INSTRUCTION: How many lines in the rows below contain the word "photo"? Reply with the number alone.

GIVEN RECORDS:
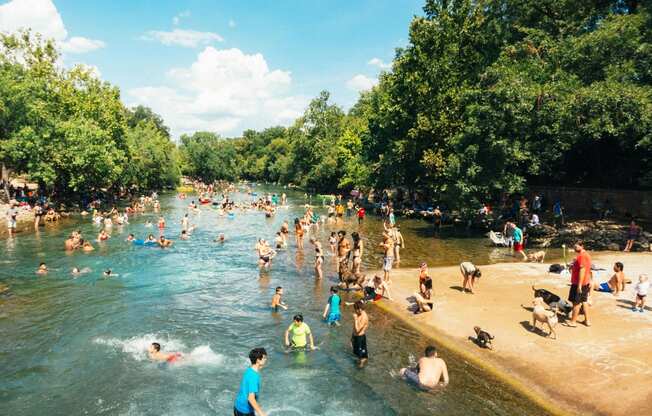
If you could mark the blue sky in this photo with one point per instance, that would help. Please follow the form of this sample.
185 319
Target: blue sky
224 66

* * *

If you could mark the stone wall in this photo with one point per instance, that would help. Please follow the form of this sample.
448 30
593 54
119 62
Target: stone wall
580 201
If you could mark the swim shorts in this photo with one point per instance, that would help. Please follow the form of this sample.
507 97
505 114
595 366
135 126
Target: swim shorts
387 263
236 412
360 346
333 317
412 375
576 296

RESPONSE TO THE EXERCISE: 3